■ **Your assignment**
Down to the last line, repeat the entries exactly.

■ **Input records**
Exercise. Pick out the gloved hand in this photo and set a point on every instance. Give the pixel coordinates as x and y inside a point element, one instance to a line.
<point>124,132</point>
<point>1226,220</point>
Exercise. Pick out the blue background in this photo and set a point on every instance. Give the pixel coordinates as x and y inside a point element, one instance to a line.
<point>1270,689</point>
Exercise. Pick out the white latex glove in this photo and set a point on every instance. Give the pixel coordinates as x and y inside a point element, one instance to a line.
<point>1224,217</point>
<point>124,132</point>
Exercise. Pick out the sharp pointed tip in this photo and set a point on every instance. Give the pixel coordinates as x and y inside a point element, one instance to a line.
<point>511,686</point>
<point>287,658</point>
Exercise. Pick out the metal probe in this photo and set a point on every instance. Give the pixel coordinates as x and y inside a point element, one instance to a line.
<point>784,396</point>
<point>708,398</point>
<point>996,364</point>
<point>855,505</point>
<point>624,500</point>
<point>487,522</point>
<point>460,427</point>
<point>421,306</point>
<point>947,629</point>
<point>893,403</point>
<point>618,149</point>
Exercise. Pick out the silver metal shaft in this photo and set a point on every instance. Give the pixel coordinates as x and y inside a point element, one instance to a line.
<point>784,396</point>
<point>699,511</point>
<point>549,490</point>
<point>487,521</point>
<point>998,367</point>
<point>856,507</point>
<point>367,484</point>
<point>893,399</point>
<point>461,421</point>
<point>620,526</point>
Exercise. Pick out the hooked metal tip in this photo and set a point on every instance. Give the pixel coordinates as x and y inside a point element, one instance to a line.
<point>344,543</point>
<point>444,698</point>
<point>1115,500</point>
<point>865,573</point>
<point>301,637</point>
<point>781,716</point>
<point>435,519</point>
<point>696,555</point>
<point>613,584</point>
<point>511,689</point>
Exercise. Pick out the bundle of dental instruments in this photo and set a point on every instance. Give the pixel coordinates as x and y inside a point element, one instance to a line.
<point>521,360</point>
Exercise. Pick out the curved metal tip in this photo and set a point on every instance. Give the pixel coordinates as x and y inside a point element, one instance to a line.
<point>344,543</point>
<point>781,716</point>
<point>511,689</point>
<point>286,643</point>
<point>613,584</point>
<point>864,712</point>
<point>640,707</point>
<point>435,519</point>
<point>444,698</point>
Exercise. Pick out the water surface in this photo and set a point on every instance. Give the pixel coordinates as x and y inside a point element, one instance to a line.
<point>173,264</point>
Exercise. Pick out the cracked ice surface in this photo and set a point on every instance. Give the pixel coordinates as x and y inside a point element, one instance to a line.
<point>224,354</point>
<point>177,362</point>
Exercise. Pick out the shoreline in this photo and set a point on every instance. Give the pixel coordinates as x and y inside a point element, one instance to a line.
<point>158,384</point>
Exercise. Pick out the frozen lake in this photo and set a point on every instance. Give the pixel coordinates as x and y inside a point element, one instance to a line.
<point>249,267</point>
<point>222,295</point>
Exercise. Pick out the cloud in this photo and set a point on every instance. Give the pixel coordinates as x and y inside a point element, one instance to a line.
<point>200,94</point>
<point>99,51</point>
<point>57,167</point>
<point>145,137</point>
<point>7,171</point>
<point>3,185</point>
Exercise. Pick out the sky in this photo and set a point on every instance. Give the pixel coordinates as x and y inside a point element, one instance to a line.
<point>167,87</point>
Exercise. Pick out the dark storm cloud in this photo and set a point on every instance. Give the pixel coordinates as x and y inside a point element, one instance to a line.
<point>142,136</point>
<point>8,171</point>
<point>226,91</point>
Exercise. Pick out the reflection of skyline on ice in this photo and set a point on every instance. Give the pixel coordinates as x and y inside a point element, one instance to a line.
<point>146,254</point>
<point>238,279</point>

■ **Response**
Exercise. Pick out the gloved hand in this photo and set a point on every instance. Give the pixel coordinates as x and y inside a point element, one instance to a line.
<point>124,132</point>
<point>1226,220</point>
Exercise. Pick out the blue background in this photo and set a point on every instance. Give the pixel coordinates as x and y inside a point element, one instance to a line.
<point>1270,689</point>
Exercise. Pick out the white latex glove in this photo and set a point on every instance. Give the pixel coordinates as x and y inside a point element, one instance to a line.
<point>1224,217</point>
<point>124,132</point>
Exercise. Pick out the sharp pointed tip in this photo and set a point on every instance. Give the pixel coordinates as x and y inside a point element, one instance to a line.
<point>511,686</point>
<point>287,658</point>
Exercise. Pick out the metal probe in this photo and set a point on every instance. Give the pixel coordinates as x and y inside a point element, one instance to a line.
<point>784,396</point>
<point>708,398</point>
<point>996,364</point>
<point>855,505</point>
<point>624,500</point>
<point>487,522</point>
<point>460,427</point>
<point>421,306</point>
<point>947,629</point>
<point>893,403</point>
<point>618,149</point>
Exercise. Pick out the silver metal shaft in this photo and set a point on every instance. Give the pixel coordinates as x and y inside a point element, one instance to a line.
<point>784,396</point>
<point>699,511</point>
<point>549,490</point>
<point>487,521</point>
<point>998,367</point>
<point>856,507</point>
<point>367,484</point>
<point>893,399</point>
<point>461,421</point>
<point>620,526</point>
Exercise. Pick out the hooked metal tip in this photo and set a point on every instance. Give the pixel coordinates as x and y inside a point element, one instance to a line.
<point>344,543</point>
<point>444,698</point>
<point>1115,500</point>
<point>865,573</point>
<point>301,637</point>
<point>781,716</point>
<point>435,519</point>
<point>696,555</point>
<point>613,584</point>
<point>511,689</point>
Exercise. Pick out the bundle of dental instruments in this photo and set a point on every instance. Give the pixel coordinates as x and y inside a point element, one instance to a line.
<point>521,360</point>
Exercise. Pick out the curved metal tip in this photo and set a point on every instance. Give the pixel coordinates as x and y inside a point element, one instance to a line.
<point>344,543</point>
<point>781,716</point>
<point>511,689</point>
<point>286,643</point>
<point>613,584</point>
<point>864,712</point>
<point>640,707</point>
<point>435,519</point>
<point>444,698</point>
Exercise. Pick out the water surface in this photo and set a point on every instance. Give the pixel coordinates as x and y inside a point element, one instance to a line.
<point>173,264</point>
Exercise. Pick out the cracked ice surface in this photo and set a point on every instance. Give the pixel coordinates as x and y inside a point element, one instance to a line.
<point>224,354</point>
<point>177,362</point>
Exercise. Pick out the shoreline in this photo and set a point on every instance. Give the pixel coordinates as x and y inside a point element, one instance to a line.
<point>158,384</point>
Exercise. Pick out the frozen lake in this photo and set a point on every instance. Give the pixel coordinates as x and y inside a point element, one instance to a line.
<point>249,267</point>
<point>222,295</point>
Exercise. Pick out the cloud in this photo and set a point on every instance. Give the pixel coordinates as x and y inside a point element, one instance to a line.
<point>200,94</point>
<point>99,51</point>
<point>57,167</point>
<point>145,137</point>
<point>7,171</point>
<point>3,185</point>
Exercise. Pick out the sky in this photo and set a point on every instance. Give the pixel coordinates as x and y inside a point element, one instance to a line.
<point>167,87</point>
Exercise. Pick out the dark storm cloud in this photo and set a point on every instance. Give the pixel coordinates as x and y inside a point element, one instance to a line.
<point>142,136</point>
<point>8,171</point>
<point>226,91</point>
Exercise. Pick out the reflection of skyline on ice in this photo and set a point on every instance. Give the pixel coordinates as x and y inside a point element, one instance to a line.
<point>146,254</point>
<point>238,279</point>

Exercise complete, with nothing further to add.